Dataset ->

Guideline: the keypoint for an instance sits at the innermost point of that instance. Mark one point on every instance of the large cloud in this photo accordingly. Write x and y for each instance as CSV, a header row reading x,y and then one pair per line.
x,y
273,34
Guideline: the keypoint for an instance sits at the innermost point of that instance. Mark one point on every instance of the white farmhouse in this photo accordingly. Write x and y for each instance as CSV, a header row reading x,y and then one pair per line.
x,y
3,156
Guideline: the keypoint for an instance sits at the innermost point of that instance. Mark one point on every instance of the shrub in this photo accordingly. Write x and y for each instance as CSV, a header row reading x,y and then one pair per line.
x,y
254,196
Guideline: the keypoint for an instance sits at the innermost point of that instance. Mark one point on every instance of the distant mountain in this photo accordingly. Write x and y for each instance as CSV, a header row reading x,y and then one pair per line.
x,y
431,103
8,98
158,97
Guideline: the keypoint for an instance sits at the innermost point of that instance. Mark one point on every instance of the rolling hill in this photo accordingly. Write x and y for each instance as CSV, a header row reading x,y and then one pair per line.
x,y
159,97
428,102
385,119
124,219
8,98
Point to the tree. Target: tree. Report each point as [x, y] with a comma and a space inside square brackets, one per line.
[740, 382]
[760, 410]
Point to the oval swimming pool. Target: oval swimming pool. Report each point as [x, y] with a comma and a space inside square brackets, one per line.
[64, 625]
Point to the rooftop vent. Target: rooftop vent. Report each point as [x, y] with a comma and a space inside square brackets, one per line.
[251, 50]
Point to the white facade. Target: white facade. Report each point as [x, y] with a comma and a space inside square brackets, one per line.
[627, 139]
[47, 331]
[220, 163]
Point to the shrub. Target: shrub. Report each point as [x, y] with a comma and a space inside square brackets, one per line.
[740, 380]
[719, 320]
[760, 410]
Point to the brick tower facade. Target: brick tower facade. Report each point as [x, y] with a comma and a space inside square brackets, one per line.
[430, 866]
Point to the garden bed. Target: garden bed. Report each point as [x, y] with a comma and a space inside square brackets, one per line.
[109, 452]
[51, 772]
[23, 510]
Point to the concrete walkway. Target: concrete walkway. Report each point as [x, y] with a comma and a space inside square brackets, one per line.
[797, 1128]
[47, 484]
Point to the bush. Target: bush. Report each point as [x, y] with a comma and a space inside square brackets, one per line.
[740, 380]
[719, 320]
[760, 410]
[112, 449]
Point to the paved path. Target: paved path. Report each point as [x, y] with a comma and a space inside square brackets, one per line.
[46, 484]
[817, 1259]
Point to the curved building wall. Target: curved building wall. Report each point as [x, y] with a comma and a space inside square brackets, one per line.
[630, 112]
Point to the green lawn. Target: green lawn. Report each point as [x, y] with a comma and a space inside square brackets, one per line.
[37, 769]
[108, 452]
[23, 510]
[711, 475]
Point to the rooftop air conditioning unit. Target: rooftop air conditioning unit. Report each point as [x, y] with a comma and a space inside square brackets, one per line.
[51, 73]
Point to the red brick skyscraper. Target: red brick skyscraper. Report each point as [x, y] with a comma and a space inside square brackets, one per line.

What you are asked to do ->
Using the data above, return each line exactly as written.

Solution below ->
Guideline: the keypoint for an instance sits at the innermost point of that instance. Mark one point on every instance of the large cloud in this photo accordingly. Write x and y for each instance as CSV, a header row reading x,y and then one pair per line.
x,y
273,34
Guideline: the keypoint for an instance sits at the innermost point of that instance. Mark one point on every instance of the white farmhouse in this photo accordingly. Write x and y for each instance as CSV, a header row reading x,y and then one pair per line.
x,y
3,156
Guideline: the keypoint for an instance sits at the innermost point of that instance. Mark one point on every instance of the shrub in this photo accordingly. Write x and y for each instance as CSV, a header row reading x,y and then one pair per line.
x,y
254,196
Guideline: the keypoint for an instance sits at the innermost point of that instance. Mark one point on every instance of the distant mountain in this photo accordingly. Write x and y for each instance as CSV, a header row reading x,y and then one pair per line.
x,y
431,103
8,98
158,97
Guideline: the keypoint for an instance sits at the innermost point of that instance. Mark one point on every instance of the rolling hill in this photo accordingly. Write x and y for each instance as CSV, a header row reading x,y and then one pair per line.
x,y
159,97
428,102
385,119
124,219
8,98
Point to the tree. Target: tree. Report each point as [x, y] with a comma and a space inside square brackets, one per line.
[740, 382]
[760, 410]
Point to the oval swimming pool. Target: oval swimming pool. Report each point as [x, y] with a comma and a space inside square brackets, one per line.
[64, 625]
Point to the rooftop vent. Target: rooftop vent. Report each point as [x, y] with a comma and a space inside square brackets, one per line.
[251, 50]
Point to the white facade. Target: white facade. Report each point as [x, y] with a comma and a space inside square brackets, one per line.
[627, 139]
[47, 331]
[220, 163]
Point to the shrub. Target: shrub. Report each point as [x, y] with a comma and a space inside square brackets, one per line.
[740, 380]
[719, 320]
[760, 410]
Point to the brick tower facade. Target: brick tower facade. Report each point as [x, y] with a comma and a space inside square brackets, one per line.
[430, 866]
Point to the garden bed. Target: garden bed. Report each point as [x, y] with a comma and a space inside square brackets, one per line.
[109, 452]
[51, 772]
[23, 510]
Point to the concrete walkway. Target: concrete walkway. Report each point as [x, y] with a comma and a space inside square brackets, one per line.
[797, 1128]
[47, 484]
Point to the bush. Target: bush. Report each point as [x, y] with a comma and a space inside square brackets, one per line.
[740, 380]
[719, 320]
[760, 410]
[112, 449]
Point to the paved path. Target: paved path. Report each point as [x, y] with a comma and a space inside square brackets, one per line.
[46, 484]
[817, 1259]
Point to the curved building wall. Target: curved building wall. Report each point as [x, y] with a comma and a space inside square brackets, one per line.
[630, 112]
Point to the green lawn. Target: green lawn. Report each point as [x, y] with a comma and a space inside square brackets, one per line.
[37, 769]
[108, 452]
[23, 510]
[711, 475]
Point to the rooftop air conditioning unit. Target: rooftop air conditioning unit. Report each point as [x, y] with a comma and a space inside square brackets, one per line.
[51, 73]
Point to the red brick skyscraper. Target: red brick skyscraper. Report each point as [x, y] with a comma and a space inside square brackets, one per line.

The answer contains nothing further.